Records to process
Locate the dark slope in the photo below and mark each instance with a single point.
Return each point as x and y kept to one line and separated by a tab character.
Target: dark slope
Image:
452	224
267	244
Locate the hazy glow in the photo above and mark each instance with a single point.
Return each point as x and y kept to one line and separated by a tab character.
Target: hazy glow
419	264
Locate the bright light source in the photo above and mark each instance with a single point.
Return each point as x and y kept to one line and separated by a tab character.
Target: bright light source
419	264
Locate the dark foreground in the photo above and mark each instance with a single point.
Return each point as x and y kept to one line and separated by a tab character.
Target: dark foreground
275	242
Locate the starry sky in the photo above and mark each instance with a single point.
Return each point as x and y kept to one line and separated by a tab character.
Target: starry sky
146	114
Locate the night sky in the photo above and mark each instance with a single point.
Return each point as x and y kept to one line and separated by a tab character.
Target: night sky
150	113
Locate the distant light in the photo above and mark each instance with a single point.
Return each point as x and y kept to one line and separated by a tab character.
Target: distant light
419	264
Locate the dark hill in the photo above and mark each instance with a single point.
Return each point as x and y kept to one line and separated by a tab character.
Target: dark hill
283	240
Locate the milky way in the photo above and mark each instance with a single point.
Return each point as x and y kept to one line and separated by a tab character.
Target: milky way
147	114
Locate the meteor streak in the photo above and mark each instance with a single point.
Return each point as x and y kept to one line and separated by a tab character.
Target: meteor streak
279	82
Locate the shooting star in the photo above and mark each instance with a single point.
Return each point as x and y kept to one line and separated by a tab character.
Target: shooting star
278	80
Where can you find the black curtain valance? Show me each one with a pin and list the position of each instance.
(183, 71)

Stated goal
Would you restate each of the entries word for word?

Task result
Locate the dark slope in the photo below and mark each instance with a single point.
Return each point as x and y kept to one line and separated by a tab character.
Target: dark slope
Image:
452	224
267	244
Locate the hazy glow in the photo above and mark each instance with a single point.
Return each point as x and y kept to one line and separated by a tab character.
Target: hazy glow
419	264
Locate the bright light source in the photo above and mark each instance with a single point.
Return each point as x and y kept to one line and separated by a tab character.
Target: bright light source
419	264
Locate the dark foreground in the photo above and mark each instance with a single point.
Return each point as x and y kept to one line and separated by a tab character.
Target: dark foreground
275	242
Locate the starry sky in the photo above and mark each instance with a single point.
Return each point as x and y kept to one line and separated by a tab character.
Target: starry sky
146	114
Locate the night sky in the photo above and mark each instance with a single point.
Return each point as x and y kept to one line and separated by a tab character.
Target: night sky
150	113
Locate the distant light in the photo above and mark each instance with a single point.
Return each point as x and y kept to one line and separated by a tab character.
Target: distant light
419	264
Locate the dark hill in the photo above and mark each instance with a single point.
Return each point as x and y kept to one line and separated by a tab character.
Target: dark hill
283	240
Locate the milky way in the photo above and mark each instance with a single point.
Return each point as x and y kept to one line and separated by a tab character.
Target: milky way
147	114
Locate the meteor streak in the photo above and mark each instance with a single point.
Return each point as x and y kept to one line and separated by a tab character.
Target: meteor streak
279	82
Locate the shooting star in the photo above and mark each instance with a single point.
Return each point as x and y kept to one line and separated by a tab character.
Target: shooting star
278	80
Where can you find the black curtain valance? Show me each one with a pin and list the position of each instance.
(183, 71)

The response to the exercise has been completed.